SOURCE EXTRACT:
::::::::

Swedish television and radio presenter

Rickard Olsson-Essé, (born 7 February 1967) is a Swedish television and radio presenter. He presented Bingolotto between 2005 and 2008 and since 2008 he presents the quiz show "Vem vet mest?" and "Vem vet mest junior?" broadcast on SVT.

==Biography==
He was born and grew up in Gävle, but today lives in Nacka outside Stockholm. Olsson studied at Stora Sätraskoland and went to high school at Vasaskolan in Gävle. In the early 1990s, Olsson studied cultural science at Örebro University in Örebro.

Olsson started his career at Radio Gävleborg; from there he went on to present the teen show Bullen, the Sunday show Söndagsöppet and Melodifestivalen, all on SVT. He also presented Nyhetsmorgon at TV4. He has presented the radio shows Morgonpasset, P4 Extra, Under Solen och Bonus, all on Sveriges Radio. Between 2005 and 2008 he presented Bingolotto at TV4.

::::::::

(Stored data)
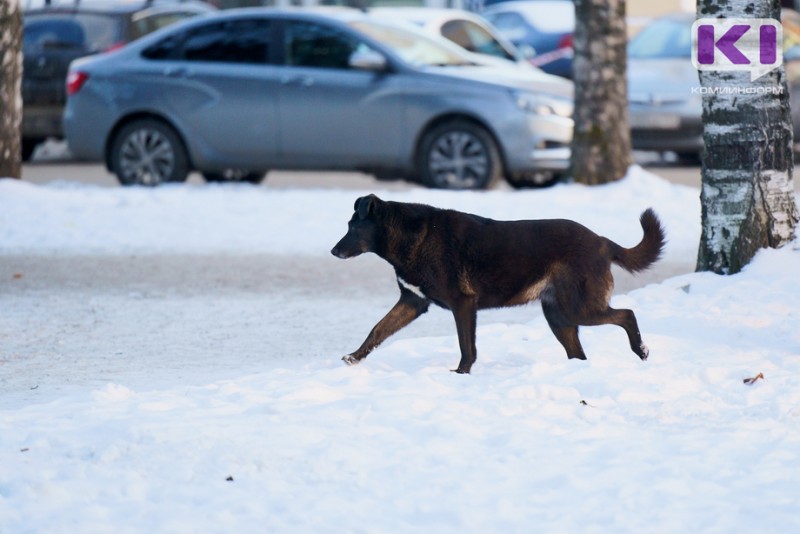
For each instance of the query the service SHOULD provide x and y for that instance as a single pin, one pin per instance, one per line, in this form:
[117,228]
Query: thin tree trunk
[747,196]
[601,146]
[10,88]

::::::::

Extend the piece on the Swedish presenter, picking up after its last sentence. The entries have nothing to do with the piece on the Swedish presenter.

RESPONSE TO THIS TASK:
He has presented several awards shows such as Aftonbladets TV-pris in 2006, and the TV-award Kristallen in 2007 along with Ann Söderlund; he presented Kristallen again in 2009, this time solo. He presented the opening of Solheim Cup in 2007 from the square in Halmstad in front of an estimated 390 million viewers around the world, via (amongst other stations) CNN International and the Golf Channel.

Since late 2008, Olsson presents the SVT daily quiz show Vem vet mest? that is based on the British format Fifteen to One, that aired between 1988 and 2003 and 2013 to present on Channel 4. In 2010, he presented the game show Bubblan at SVT. And in 2011, he presented Melodifestivalen 2011 along with Marie Serneholt, the Swedish pre-selection for the Eurovision Song Contest. The same year, he presented Gäster med gester at SVT, and worked on the production of the TV3 game show Copycat Singers. Since 2012, he presents the kids game show Wild Kids. In February, 2015 Olsson won an Emmy Kids Award for his work with Wild Kids.

He participated as a celebrity dancer in Let's Dance 2025 broadcast on TV4.